WHAT YOU WILL DO:
[1] Translate this sentence from the weight-loss interview into Spanish: "There is a sense of euphoria you feel after working out."
[2] Write the next part of the weight-loss interview, picking up after its final sentence.

QUOTED PASSAGE: Begin

4. How did Calorie Count help you to lose weight?
I love this site!! It is the most convenient method I have found to track my calories for food intake and exercise. I tag all the things I eat on a regular basis so I don’t have to reinvent the wheel, and it allows me to enter recipes that I make so I don’t have to calculate them individually. With exercise I have started wearing a heart rate monitor which tracks the calories I am burning and CC lets me enter that amount and keeps a log of my exercise progress.
5. What was most challenging about losing weight?
Flares from RA and traveling are by far the hardest part. When I get out on the road, traveling is grueling and it can cause me to feel badly from the RA. There are a lot of times I am exhausted, and I just want to order something bad from room service and go to bed. I have learned though that best medicine is to hop on the treadmill or a stationary bike. There is a sense of euphoria you feel after working out. Some of the fitness facilities on the road are not great, so trying to exercise there can be tough. Since I am one of those people that needs to have fun exercising in order to stay motivated I have found a few little tricks that help me a lot. For example. finding something cool to do while I am on the road like biking a neat trail or park (most towns have bike shops you can rent a road or mountain bike for the day), or running an interesting route. Sometimes none of these options are available or I don’t always have the time, so I have to persevere in the bad gym using headphones and good music.

QUOTED PASSAGE: End
LISTED ENTRIES: Begin

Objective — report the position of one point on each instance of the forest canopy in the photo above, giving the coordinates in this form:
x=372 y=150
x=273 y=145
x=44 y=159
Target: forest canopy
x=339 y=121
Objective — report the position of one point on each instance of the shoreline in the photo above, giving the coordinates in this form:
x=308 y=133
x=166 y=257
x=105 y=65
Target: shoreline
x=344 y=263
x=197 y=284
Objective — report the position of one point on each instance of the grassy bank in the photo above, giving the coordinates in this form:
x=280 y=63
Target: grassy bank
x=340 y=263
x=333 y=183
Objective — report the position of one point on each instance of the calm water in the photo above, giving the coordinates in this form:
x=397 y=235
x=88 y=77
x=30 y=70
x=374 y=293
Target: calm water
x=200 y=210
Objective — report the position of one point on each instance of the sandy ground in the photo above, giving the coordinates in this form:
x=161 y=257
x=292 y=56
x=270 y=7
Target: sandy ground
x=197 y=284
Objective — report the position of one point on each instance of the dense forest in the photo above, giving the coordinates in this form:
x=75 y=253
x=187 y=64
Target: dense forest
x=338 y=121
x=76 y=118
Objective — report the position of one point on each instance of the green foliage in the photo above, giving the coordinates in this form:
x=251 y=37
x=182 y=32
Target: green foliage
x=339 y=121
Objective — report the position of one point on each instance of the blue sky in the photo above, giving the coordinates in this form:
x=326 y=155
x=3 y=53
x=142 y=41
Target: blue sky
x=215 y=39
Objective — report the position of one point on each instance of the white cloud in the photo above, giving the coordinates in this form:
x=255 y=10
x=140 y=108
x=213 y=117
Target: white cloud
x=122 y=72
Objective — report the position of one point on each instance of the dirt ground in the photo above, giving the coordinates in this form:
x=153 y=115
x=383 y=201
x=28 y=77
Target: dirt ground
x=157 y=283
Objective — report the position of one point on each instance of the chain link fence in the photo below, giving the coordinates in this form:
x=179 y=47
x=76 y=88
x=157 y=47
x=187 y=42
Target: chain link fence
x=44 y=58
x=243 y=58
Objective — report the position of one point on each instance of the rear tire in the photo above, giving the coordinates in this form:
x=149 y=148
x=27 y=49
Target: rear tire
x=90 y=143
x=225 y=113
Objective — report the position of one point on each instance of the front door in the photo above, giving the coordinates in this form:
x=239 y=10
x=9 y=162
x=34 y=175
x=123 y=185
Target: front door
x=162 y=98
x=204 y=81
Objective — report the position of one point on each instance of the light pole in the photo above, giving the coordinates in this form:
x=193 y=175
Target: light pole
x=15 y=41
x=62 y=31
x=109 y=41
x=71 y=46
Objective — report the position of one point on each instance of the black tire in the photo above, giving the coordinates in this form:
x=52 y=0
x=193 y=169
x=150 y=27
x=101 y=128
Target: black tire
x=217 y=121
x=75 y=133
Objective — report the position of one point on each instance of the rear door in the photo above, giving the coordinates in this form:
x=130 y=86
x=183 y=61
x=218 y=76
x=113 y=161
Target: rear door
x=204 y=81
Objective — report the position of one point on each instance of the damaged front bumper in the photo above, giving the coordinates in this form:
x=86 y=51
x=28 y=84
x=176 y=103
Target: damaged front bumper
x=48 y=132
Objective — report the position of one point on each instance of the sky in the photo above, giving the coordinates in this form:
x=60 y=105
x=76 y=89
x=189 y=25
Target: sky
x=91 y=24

LISTED ENTRIES: End

PER-TASK ANSWERS:
[1] Hay una sensación de euforia que se siente después de hacer ejercicio.

[2]
6. How long did it take you to see results?
I think it took about 30 pounds for others to start saying anything to me, but I began noticing differences after about 10 pounds. The interesting thing for me though is that my journey is no longer about weight loss, but about fitness. I love working out now. I think about it, plan my week around classes, practice yoga moves at home and have made new friends who like to do active things with me.
7. When did you realize that you were a success?
I realized I was success when I went to my in-laws for a family reunion and I took the initiative to make sure I was going to be able to eat healthy even though I splurged on some fattening foods. I made a plan, went to the store and bought healthy snacks and only ate the bad stuff that I really wanted. In the past I would have used this as an opportunity to pig out. I also set aside time to exercise every day and took the family to mountain bike in the canyon. I have a new lifestyle. This is not a diet anymore.
8. How do you prevent relapse?
I plan ahead. I keep healthy foods around and eat 5 or 6 times a day. I make sure I fuel up before and after workouts and I never let myself get too hungry. I have found fun exercises to do that keep me motivated.
9. How has your life changed now that you’ve lost weight?
I feel GREAT. I have more energy than I have had in years. I am happy and my stress level is so much lower than it used to be.
10. What five tips do you have for other dieters?
- Don’t try to fix everything at once. I started with weight loss and I didn’t give up everything I loved.
- Make healthy alternatives for many foods that you love.
- Start moving, but realize you have limitations. If you haven’t
exercised in 10 years don’t expect to be able to run for 30 minutes on
a treadmill or outside like you did in high school and don’t beat yourself up for it.
- Exercise should be something you look forward to, not something you dread. Make it fun.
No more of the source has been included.